Once the line containing "[locate] dark rock" has been printed, stop; print every line before it exactly, starting at the top of the material below.

:: EXTRACTED ENTRIES ::
────────────────────────────────────────
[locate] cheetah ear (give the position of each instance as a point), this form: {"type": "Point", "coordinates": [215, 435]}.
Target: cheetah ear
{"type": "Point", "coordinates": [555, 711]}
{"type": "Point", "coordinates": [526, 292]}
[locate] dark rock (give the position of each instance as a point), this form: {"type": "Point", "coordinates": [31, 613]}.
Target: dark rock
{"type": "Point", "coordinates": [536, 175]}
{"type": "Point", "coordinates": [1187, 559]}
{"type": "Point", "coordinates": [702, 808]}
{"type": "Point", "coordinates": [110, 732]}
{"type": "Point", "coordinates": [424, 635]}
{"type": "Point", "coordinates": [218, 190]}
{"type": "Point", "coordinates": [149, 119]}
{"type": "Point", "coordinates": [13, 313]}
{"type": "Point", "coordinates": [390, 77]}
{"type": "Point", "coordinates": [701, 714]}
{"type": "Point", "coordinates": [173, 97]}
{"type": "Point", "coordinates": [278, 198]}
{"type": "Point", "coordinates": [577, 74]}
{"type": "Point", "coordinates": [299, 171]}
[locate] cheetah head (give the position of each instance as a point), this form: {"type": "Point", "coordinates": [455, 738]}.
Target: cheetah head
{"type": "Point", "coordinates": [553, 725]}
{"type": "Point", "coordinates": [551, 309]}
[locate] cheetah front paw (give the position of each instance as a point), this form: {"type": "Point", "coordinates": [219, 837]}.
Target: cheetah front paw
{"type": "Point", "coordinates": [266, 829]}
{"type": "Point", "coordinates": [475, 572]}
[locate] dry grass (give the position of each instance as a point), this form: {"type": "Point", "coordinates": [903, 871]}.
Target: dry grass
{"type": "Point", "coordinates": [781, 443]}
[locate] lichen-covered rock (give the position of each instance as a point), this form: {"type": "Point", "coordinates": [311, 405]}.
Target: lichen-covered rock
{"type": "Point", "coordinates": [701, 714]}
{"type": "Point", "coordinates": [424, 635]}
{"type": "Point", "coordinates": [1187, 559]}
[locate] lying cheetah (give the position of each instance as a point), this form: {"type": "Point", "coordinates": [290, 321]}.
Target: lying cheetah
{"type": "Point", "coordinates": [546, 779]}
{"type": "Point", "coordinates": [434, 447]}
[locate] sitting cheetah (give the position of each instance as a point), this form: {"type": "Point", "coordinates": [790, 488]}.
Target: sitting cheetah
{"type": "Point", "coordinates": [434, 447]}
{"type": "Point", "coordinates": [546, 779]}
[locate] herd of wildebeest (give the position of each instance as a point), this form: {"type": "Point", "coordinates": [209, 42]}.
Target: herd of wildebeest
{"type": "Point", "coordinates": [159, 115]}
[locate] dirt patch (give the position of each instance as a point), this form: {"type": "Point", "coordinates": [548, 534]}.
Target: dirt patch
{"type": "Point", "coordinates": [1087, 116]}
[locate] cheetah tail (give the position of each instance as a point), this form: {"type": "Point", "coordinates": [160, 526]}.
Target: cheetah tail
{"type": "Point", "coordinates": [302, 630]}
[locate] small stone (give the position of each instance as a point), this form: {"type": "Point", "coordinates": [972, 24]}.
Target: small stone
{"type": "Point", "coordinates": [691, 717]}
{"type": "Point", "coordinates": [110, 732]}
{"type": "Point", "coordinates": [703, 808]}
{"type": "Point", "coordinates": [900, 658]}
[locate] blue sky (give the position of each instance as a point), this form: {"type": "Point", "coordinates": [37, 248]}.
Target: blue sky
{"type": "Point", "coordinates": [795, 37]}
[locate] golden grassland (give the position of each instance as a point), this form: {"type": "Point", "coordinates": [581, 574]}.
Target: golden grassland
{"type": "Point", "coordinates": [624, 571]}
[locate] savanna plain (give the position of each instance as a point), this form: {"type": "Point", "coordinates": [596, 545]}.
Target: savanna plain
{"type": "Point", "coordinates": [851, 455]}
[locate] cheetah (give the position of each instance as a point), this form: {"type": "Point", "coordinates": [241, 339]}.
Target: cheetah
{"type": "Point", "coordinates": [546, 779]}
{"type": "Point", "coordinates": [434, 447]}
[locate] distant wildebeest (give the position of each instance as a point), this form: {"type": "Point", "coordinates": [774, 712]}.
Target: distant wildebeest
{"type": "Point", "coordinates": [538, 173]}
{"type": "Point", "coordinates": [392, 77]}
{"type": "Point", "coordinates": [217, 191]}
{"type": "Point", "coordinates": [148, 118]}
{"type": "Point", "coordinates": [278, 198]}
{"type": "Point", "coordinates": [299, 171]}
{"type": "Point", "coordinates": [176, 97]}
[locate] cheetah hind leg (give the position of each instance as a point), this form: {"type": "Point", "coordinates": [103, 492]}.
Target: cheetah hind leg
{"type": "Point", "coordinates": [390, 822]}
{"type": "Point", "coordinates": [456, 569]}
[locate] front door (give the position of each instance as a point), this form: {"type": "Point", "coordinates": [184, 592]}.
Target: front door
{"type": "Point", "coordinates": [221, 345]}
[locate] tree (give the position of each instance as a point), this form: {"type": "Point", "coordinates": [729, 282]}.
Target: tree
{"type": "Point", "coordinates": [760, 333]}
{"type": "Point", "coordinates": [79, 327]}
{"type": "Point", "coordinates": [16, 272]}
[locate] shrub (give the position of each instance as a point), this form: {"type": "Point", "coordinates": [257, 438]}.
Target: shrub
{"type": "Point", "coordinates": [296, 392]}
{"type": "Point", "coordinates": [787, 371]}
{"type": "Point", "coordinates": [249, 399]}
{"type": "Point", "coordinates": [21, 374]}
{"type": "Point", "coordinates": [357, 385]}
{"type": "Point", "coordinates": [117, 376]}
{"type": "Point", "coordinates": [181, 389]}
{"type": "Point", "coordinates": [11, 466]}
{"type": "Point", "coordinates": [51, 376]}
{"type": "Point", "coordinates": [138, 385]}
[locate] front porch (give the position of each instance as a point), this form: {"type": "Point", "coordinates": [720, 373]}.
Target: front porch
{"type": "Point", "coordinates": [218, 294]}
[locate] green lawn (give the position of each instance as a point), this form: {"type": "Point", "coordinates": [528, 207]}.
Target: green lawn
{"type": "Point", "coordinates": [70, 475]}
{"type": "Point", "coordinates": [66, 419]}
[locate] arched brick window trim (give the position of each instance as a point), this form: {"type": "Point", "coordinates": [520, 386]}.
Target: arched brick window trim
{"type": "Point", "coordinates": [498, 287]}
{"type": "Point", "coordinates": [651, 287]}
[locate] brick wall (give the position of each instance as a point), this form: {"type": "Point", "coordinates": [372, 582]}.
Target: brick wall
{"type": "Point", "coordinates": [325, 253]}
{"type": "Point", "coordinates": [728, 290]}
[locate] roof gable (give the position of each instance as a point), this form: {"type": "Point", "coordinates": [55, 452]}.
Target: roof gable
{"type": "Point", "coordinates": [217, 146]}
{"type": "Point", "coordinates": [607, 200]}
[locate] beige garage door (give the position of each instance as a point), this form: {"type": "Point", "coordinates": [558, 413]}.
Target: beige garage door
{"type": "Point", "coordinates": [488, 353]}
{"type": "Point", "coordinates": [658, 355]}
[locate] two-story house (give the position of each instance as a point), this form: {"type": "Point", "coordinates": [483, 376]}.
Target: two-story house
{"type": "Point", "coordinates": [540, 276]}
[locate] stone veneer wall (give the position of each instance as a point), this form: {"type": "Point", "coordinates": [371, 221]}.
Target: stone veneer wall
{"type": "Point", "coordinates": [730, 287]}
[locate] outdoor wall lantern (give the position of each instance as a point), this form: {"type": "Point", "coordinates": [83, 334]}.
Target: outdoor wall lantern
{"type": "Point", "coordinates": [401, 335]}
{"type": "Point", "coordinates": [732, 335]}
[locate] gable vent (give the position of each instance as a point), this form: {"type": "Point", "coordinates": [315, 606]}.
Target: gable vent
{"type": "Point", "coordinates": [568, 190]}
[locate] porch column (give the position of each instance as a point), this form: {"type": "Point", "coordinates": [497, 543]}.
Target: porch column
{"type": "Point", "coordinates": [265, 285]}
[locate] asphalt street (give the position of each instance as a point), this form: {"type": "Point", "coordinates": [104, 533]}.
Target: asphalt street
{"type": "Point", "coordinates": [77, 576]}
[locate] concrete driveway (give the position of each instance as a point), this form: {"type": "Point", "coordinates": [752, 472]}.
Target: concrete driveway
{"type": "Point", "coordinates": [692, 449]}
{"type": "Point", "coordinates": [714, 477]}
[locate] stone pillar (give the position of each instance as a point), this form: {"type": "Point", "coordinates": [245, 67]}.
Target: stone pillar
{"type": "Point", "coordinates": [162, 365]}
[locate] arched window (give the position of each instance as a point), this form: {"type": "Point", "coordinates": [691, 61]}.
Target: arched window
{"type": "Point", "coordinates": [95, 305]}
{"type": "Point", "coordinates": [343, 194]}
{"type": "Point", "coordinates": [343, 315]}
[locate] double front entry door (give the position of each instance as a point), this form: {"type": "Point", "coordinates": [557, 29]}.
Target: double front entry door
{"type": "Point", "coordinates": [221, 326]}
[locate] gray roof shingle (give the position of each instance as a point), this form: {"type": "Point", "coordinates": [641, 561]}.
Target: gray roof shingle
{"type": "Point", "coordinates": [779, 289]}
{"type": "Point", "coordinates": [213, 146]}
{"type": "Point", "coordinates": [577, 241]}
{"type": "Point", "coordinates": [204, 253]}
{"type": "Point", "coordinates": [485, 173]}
────────────────────────────────────────
:: WRITTEN ANSWER ::
[locate] cheetah ear (give the position of each instance as a point), this form: {"type": "Point", "coordinates": [215, 435]}.
Target: cheetah ear
{"type": "Point", "coordinates": [555, 711]}
{"type": "Point", "coordinates": [526, 292]}
[locate] dark rock (give the position of each instance as a point), this form: {"type": "Point", "coordinates": [31, 613]}.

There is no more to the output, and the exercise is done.